Extract to read>
──────────────────────────────

Single by Ingrid Michaelson

from the album It Doesn't Have to Make Sense
- Released: August 18, 2016
- Length: 3:29
- Label: Cabin 24; Mom + Pop;
- Songwriters: Cason Cooley; Ingrid Michaelson; Katie Herzig;
- Producers: Cason Cooley; Katie Herzig;

Ingrid Michaelson singles chronology
| "Light Me Up" (2016) | "Celebrate" (2016) | "The Lotto" (2016) |

= Celebrate (Ingrid Michaelson song) =

2016 single by Ingrid Michaelson

"Celebrate" is a song by American singer-songwriter Ingrid Michaelson from her sixth studio album, It Doesn't Have to Make Sense (2016). It was released as a promotional single for the album on August 18, 2016.

==Background==
Ingrid Michaelson wrote a majority of It Doesn't Have to Make Sense (2016) while taking inspiration from the loss of her mother, giving the album a dark tone. To contrast this feeling, Michaelson began writing the chorus of "Celebrate", stating in an interview "how can you not be happy when you're singing the word 'celebrate?'" During live performances, she would detail her interactions with Jimmy Clark that are described within the song before performing it.

──────────────────────────────

Data lines>
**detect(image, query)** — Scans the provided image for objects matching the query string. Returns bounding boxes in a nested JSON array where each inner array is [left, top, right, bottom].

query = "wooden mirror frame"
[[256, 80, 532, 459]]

──────────────────────────────

Given request 1>
Answer these from the article on the song "Celebrate":
(a) On what date was the song released as a promotional single?
(b) Who produced the song?
(c) What inspired most of the album It Doesn't Have to Make Sense?
Given request 2> Please pick up the article on the song "Celebrate" after its last sentence and carry it forward.

Task result 1>
(a) August 18, 2016
(b) Cason Cooley and Katie Herzig
(c) The loss of Ingrid Michaelson's mother

Task result 2>
==Personnel==
Credits adapted from Tidal.

- Ingrid Michaelson – lead vocals, lyricist, composer
- Cason Cooley – piano, lyricist, composer, producer
- Katie Herzig – lyricist, composer, producer
- Chris Athens – mastering engineer
- F. Reid Shippen – mixer
- Butterfly Boucher – bass guitar
- Jeremy Lutito – drums
- Tyler Burkum – electric guitar

==AJR version==

On May 8, 2017, a version of the song featuring American indie pop band AJR was released as the only single for Michaelson's Alter Egos, an EP of five re-recorded tracks featuring new artists. A music video for the song featuring both groups was later released on June 13, 2017.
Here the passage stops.